(Records from a dataset)
• • • • • • •

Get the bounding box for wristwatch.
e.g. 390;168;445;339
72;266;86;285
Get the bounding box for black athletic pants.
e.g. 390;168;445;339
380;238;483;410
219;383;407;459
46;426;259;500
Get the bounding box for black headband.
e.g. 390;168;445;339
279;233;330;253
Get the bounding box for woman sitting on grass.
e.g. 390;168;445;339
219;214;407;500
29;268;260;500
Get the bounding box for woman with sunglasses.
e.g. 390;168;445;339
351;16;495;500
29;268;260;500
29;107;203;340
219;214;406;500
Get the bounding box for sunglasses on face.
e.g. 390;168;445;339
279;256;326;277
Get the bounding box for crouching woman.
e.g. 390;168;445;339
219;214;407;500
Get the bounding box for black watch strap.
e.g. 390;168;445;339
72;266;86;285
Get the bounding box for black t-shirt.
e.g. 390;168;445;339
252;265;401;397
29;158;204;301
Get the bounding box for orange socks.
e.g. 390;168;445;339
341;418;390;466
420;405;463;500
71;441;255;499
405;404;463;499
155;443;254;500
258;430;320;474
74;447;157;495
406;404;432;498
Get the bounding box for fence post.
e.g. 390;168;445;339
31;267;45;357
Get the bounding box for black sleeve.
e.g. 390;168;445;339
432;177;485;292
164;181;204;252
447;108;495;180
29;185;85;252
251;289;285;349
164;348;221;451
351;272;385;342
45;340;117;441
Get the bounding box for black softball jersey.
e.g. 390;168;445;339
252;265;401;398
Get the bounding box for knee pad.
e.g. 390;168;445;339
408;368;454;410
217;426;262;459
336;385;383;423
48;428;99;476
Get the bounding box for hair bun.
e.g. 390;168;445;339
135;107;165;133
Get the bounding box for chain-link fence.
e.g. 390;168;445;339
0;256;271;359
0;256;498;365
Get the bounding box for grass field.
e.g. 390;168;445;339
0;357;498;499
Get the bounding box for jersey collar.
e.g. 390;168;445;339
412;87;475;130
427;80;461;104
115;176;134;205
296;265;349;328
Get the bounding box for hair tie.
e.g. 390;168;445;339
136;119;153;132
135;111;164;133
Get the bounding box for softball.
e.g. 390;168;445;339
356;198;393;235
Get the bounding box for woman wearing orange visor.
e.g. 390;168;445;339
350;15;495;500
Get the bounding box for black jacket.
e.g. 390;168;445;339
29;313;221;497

• • • • • • •

■ Exercise aim ■
Read through the entries above and copy each line that has the string "sunglasses" in it.

■ Result ■
Get the bounding box for woman with sunglasses.
Get the bounding box for sunglasses on face.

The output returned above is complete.